Your output is the line containing "target | dragonfly leg" plus all lines after it to the end of the records, reproduced exactly, with nothing else.

____

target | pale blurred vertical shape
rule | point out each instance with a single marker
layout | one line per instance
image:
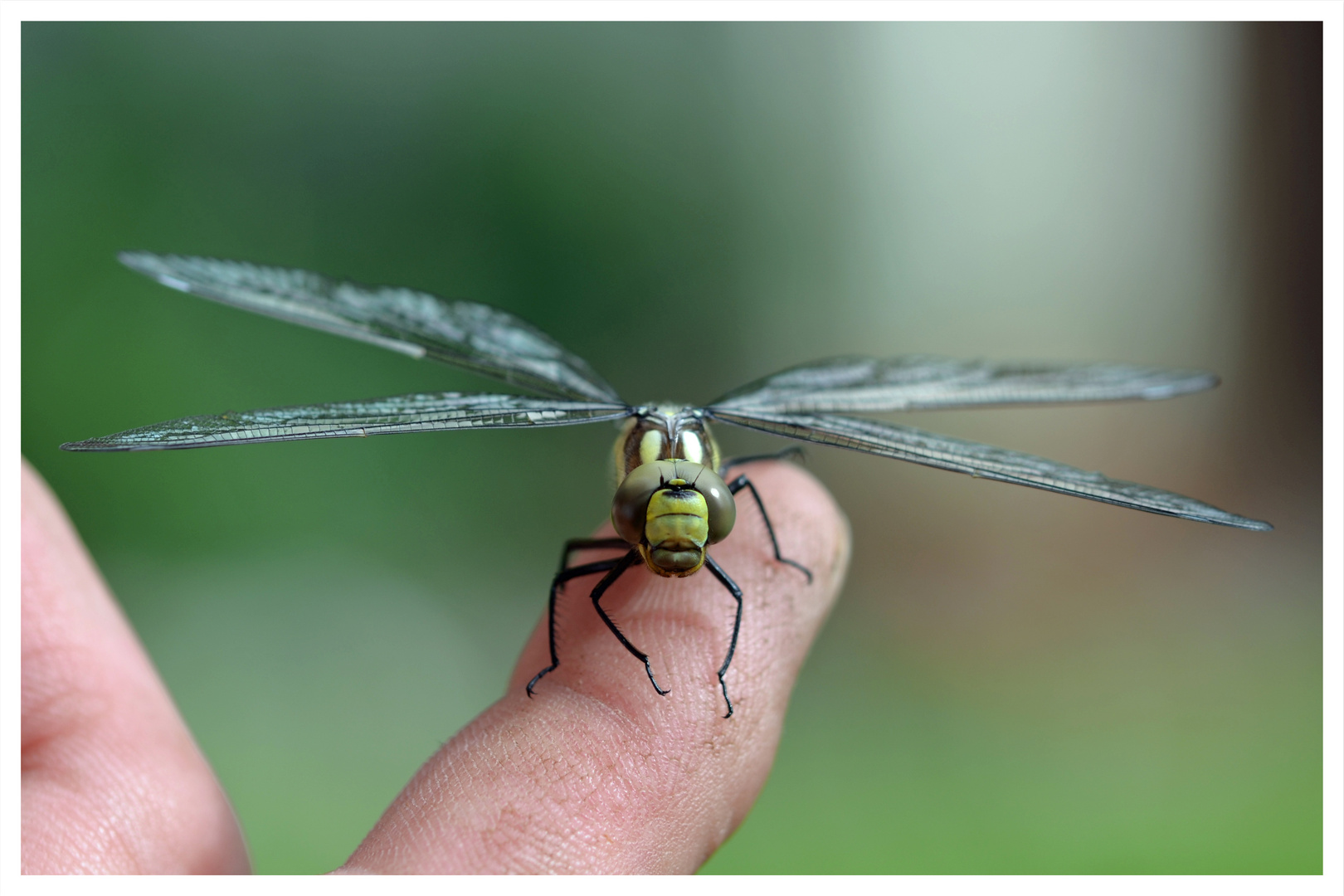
(1043, 191)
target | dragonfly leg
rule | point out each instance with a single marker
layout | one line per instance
(561, 578)
(737, 624)
(583, 544)
(793, 450)
(622, 564)
(743, 483)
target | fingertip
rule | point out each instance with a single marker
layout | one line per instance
(593, 772)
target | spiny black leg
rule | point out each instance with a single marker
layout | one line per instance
(793, 450)
(622, 564)
(737, 624)
(743, 483)
(561, 578)
(582, 544)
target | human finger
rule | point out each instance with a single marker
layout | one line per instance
(112, 779)
(601, 774)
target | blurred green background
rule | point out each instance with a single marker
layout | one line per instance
(1012, 681)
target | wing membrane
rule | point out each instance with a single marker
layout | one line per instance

____

Answer for this exercise:
target | dragonfly leg
rule | point out each instance with a single marker
layout | one line per instance
(561, 578)
(737, 624)
(583, 544)
(793, 450)
(622, 564)
(743, 483)
target | fingertip
rule | point out each instance with a single marker
layout | one line per instance
(593, 772)
target | spiny black leg
rule | point out each instance with a single marker
layout | one line per instance
(793, 450)
(622, 564)
(737, 624)
(743, 483)
(561, 578)
(582, 544)
target | human finger
rule | point out each instance with a single marker
layout | one line per instance
(112, 779)
(601, 774)
target | blurred green background
rule | point out each instance with a single marker
layout | one line per instance
(1012, 681)
target | wing membrane
rule | point out each instance with a single marker
layout | one line per instance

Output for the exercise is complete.